Problem description |
The required output is the line with "Exercise. Identify every instance of the rocky cliff" and each line that follows it to the end of the entries below, copied exactly and with nothing added.

Information provided |
━━━━━━━━━━

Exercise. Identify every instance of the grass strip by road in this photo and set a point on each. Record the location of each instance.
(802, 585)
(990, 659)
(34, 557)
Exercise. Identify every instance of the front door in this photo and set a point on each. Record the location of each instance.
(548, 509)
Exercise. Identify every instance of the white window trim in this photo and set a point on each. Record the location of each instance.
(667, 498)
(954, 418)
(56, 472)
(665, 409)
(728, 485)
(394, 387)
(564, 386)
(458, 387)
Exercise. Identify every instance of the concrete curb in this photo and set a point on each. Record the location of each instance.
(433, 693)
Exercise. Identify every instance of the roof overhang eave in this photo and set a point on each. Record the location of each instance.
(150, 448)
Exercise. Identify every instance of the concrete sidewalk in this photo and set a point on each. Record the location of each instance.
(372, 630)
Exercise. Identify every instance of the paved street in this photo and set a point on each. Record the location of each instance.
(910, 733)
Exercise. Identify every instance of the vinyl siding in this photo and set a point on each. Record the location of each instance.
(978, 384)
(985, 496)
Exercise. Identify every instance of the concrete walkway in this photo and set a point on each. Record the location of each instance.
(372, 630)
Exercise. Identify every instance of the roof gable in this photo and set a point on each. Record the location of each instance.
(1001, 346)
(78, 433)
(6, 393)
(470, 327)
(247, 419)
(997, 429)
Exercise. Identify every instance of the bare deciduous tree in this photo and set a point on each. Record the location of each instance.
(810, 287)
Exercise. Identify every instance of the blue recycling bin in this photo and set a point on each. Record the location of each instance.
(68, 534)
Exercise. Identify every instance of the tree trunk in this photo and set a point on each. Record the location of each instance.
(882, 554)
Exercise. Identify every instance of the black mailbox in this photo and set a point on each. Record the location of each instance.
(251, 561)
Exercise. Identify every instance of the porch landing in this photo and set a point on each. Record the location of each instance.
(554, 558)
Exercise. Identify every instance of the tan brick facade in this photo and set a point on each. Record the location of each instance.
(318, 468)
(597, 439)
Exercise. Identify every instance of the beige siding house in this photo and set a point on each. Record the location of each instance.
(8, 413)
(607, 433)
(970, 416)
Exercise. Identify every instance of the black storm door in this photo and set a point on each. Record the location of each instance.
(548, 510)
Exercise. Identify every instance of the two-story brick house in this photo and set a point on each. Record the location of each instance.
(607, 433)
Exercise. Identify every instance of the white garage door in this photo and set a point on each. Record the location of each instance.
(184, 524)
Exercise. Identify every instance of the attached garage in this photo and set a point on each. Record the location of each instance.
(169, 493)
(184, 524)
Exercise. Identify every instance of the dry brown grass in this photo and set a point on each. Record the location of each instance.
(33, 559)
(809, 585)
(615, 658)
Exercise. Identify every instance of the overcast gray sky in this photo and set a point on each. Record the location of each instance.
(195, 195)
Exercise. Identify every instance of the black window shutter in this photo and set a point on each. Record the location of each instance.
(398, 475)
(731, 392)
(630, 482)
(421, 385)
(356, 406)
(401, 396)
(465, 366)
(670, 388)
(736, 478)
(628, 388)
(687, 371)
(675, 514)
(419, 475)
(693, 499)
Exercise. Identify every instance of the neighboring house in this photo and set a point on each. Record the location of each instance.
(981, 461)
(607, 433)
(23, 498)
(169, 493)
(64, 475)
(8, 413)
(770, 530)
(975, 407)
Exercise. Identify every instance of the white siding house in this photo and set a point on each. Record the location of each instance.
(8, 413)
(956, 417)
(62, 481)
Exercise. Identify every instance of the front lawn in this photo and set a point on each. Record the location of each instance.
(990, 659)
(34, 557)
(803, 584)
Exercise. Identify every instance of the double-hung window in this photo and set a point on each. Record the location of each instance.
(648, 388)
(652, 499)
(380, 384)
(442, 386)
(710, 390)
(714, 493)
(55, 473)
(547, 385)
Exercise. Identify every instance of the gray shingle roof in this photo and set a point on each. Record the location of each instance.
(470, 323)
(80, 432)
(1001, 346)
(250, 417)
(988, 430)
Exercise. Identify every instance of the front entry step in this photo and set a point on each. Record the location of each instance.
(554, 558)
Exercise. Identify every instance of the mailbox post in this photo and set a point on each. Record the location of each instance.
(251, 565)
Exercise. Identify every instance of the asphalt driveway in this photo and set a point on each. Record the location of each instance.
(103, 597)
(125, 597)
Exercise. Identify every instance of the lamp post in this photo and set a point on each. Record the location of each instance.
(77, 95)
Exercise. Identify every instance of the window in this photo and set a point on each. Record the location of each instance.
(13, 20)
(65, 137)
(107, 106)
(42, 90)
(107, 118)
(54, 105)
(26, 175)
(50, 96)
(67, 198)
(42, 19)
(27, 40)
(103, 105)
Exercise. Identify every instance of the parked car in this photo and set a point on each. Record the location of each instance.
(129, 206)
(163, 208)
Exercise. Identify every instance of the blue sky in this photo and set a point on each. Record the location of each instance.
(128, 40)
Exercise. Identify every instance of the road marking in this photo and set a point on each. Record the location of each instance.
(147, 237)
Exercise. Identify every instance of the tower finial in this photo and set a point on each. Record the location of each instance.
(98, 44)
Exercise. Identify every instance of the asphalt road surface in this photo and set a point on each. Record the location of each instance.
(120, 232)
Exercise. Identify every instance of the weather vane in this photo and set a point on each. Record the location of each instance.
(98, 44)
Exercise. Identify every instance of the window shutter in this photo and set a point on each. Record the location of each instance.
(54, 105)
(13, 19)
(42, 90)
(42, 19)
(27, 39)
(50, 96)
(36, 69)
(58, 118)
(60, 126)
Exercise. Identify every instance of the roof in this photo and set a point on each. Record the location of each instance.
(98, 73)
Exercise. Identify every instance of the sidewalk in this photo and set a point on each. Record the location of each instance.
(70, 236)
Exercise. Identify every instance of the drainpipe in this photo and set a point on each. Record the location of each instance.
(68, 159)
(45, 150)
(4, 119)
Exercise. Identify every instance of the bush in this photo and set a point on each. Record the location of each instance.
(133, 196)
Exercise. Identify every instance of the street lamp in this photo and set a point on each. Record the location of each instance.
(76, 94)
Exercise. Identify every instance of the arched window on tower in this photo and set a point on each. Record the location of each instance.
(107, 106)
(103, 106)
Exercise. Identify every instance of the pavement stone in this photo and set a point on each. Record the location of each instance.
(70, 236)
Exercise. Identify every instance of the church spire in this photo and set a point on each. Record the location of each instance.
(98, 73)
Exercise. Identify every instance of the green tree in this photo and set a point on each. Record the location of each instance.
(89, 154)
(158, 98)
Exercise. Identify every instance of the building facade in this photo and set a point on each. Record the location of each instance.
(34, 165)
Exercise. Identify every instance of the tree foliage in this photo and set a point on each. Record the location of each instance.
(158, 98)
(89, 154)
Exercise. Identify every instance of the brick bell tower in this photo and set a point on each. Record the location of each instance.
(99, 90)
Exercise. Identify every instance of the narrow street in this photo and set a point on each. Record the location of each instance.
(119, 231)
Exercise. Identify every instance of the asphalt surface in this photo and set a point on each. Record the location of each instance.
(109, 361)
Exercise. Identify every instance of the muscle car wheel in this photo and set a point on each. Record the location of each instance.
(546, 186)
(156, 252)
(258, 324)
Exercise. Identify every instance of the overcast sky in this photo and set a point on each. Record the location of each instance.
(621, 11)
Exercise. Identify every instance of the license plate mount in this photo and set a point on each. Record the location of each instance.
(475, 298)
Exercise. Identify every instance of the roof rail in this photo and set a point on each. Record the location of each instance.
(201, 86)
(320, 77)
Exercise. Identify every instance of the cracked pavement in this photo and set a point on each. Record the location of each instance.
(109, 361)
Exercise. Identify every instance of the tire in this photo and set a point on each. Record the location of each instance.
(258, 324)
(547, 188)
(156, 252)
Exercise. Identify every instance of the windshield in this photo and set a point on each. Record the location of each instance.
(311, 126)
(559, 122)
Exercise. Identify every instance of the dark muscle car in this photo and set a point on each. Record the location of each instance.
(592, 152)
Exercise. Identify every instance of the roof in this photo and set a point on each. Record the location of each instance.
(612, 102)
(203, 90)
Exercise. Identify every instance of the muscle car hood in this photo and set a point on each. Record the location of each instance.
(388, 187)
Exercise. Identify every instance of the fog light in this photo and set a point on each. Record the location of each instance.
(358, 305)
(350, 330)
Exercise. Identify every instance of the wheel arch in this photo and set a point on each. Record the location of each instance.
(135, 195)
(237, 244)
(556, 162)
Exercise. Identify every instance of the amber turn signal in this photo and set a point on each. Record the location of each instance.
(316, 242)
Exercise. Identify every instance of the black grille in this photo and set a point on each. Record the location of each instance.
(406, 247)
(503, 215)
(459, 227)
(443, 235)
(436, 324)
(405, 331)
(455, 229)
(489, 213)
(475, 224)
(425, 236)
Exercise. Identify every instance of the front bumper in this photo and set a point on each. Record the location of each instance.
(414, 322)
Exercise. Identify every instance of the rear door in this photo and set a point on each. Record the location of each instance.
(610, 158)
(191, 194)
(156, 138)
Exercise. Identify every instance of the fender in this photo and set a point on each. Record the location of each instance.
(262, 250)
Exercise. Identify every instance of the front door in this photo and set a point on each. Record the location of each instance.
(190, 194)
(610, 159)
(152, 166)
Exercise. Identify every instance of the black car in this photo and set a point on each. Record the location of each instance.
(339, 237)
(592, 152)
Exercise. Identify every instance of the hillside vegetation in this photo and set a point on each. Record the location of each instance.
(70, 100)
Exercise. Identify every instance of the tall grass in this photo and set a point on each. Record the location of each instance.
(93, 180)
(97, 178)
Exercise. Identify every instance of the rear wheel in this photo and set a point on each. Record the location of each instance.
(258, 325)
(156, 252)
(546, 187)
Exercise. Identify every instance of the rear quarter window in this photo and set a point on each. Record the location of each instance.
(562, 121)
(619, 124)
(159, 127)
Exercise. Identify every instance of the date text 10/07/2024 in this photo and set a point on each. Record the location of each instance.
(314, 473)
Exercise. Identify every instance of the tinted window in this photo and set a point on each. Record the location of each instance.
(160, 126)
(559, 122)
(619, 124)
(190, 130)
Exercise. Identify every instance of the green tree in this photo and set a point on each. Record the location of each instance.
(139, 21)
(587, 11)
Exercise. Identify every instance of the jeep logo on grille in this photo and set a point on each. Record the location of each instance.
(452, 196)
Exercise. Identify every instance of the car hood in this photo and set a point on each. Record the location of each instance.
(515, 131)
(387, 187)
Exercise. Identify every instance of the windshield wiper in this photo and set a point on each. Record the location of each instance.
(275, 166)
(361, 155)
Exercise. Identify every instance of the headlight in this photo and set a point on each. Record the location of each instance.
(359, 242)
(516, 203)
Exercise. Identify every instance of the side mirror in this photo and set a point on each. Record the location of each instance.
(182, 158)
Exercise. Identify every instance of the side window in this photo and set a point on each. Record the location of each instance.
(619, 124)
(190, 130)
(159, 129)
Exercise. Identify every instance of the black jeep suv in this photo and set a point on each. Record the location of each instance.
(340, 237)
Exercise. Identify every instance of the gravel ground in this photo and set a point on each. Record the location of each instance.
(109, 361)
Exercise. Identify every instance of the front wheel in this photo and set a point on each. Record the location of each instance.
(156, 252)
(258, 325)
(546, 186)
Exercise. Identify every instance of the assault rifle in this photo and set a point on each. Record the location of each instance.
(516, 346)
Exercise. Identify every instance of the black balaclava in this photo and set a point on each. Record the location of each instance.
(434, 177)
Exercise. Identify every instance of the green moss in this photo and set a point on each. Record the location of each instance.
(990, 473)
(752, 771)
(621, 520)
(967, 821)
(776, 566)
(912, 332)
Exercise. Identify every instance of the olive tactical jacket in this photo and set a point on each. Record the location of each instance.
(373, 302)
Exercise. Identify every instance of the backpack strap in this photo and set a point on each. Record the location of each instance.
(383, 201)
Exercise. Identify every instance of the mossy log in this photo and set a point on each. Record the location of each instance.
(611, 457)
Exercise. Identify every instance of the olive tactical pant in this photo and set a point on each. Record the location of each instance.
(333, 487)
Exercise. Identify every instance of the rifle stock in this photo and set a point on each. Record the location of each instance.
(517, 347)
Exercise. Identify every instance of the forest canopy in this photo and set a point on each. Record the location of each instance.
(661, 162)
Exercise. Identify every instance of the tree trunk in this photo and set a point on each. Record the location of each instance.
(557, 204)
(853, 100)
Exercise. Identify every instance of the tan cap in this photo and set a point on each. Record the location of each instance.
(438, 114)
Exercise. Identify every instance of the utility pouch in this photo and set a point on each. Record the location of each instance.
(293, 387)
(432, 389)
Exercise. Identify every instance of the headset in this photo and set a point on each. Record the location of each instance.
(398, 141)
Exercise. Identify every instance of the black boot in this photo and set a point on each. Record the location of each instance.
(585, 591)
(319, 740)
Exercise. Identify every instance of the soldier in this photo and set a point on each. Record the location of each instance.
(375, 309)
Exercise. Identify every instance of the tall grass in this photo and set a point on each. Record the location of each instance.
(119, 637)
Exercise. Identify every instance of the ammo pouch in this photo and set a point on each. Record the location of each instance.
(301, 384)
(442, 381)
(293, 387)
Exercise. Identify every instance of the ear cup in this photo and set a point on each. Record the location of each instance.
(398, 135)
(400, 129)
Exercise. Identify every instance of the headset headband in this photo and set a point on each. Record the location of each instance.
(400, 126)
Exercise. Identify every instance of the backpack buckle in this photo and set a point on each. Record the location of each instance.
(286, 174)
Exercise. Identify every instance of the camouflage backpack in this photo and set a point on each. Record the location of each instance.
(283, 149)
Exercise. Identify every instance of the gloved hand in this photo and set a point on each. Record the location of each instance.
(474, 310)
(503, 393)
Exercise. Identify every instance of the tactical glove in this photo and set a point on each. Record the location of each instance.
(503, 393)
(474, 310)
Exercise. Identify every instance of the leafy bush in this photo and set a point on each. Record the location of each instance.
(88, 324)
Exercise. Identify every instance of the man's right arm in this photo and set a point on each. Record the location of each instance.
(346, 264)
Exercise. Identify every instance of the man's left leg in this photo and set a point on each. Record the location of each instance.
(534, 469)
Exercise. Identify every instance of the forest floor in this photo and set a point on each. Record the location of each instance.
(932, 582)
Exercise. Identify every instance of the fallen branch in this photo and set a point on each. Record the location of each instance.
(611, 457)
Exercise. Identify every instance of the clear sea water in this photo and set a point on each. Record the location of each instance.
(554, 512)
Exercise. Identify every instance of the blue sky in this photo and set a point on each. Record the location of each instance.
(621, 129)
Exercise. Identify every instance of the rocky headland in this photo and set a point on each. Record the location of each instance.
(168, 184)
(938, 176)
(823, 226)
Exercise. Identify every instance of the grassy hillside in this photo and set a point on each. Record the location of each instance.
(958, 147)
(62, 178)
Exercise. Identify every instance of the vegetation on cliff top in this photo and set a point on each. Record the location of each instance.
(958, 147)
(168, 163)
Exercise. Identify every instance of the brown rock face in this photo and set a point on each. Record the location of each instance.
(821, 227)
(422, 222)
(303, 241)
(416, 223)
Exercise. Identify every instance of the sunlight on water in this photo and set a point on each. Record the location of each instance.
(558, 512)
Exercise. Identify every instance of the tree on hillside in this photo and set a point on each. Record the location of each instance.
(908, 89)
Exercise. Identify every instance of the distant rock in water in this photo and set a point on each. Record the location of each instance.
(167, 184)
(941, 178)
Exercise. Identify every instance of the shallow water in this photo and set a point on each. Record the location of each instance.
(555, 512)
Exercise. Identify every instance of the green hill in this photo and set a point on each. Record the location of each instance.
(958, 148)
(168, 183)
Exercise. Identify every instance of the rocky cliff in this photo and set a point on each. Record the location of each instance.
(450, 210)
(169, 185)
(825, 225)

━━━━━━━━━━

Response to this task |
Exercise. Identify every instance of the rocky cliff in this photo and set a point on each. Record the location of each instance.
(450, 210)
(169, 185)
(825, 225)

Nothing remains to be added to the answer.